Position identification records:
================

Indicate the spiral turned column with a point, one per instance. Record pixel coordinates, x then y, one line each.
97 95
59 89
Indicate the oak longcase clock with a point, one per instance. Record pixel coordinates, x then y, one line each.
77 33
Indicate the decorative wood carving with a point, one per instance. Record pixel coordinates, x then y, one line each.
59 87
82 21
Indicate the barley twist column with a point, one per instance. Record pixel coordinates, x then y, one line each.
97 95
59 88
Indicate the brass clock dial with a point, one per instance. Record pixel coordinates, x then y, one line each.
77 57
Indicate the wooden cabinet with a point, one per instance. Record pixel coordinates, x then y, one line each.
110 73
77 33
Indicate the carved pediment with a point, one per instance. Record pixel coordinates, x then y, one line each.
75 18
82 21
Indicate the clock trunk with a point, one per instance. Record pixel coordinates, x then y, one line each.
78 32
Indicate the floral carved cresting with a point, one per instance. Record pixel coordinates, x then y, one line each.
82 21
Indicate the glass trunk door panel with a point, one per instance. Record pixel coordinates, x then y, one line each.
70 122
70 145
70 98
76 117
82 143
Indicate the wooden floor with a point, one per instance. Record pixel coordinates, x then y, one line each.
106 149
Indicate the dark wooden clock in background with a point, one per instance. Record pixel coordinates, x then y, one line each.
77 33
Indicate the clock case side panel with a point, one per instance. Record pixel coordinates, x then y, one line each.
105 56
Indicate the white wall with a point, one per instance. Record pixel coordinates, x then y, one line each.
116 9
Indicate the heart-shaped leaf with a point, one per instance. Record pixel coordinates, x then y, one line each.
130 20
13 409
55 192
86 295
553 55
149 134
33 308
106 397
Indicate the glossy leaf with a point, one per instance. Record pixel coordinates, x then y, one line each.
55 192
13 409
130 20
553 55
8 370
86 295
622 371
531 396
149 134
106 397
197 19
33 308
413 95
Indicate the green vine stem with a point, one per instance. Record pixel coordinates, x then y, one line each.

================

- AIM OF THE EXERCISE
The listing above must be transcribed exactly, line by line.

- WRITTEN SOLUTION
Indicate the spiral turned column with a point, one per instance. Record pixel coordinates, x then y, one line each.
97 95
59 89
Indicate the oak longcase clock with a point, one per instance. Record pixel coordinates, x then y, one line each.
77 33
Indicate the decorative wood carving with a point, one per instance. Record pixel coordinates, x then y, one line each.
59 87
82 21
Indicate the barley twist column with a point, one per instance. Record pixel coordinates, x then y, one line each.
97 95
59 88
Indicate the brass clock dial with a point, one per instance. Record pixel coordinates, x then y, one line each.
77 57
Indicate the wooden cabinet with a point, one per instance. Record pixel coordinates, x then y, one line each.
110 73
77 33
Indicate the carved pediment with a point, one per instance. Record pixel coordinates, x then y, one line each.
75 18
82 21
Indicate the clock trunk with a point, one per instance. Record pixel coordinates, x then y, one line each.
78 32
Indicate the floral carved cresting with a point, one per instance. Record pixel coordinates, x then y, one line each.
82 21
Indicate the glass trunk door panel with a point, one per instance. Record pixel coordinates, x then y, one line each.
70 122
70 145
70 98
76 117
82 143
Indicate the wooden floor with a point, one per instance. Record pixel coordinates, x then y, one line each.
106 149
Indicate the dark wooden clock in background with a point, one per instance. Record pixel coordinates, x then y, one line each.
77 33
Indicate the clock case side panel with a point, one per instance. Record pixel coordinates, x then y, one line each.
105 56
Indicate the white wall with a point, one per instance. Record pixel coordinates, x then y, one line each.
116 9
Indicate the heart-shaped leaf with a point, one per instance. Record pixel coordinates, x then y, one line each.
130 20
13 409
55 192
86 295
553 55
149 134
33 308
106 397
Indicate the glossy leaf with a point, one per instance. Record pixel coordinates, x then y, one line each.
55 192
13 409
130 20
553 55
8 370
86 295
622 371
531 396
149 134
106 397
197 19
33 308
413 95
Indicate the green vine stem with a point, one per instance. Record pixel coordinates, x then y, one line each.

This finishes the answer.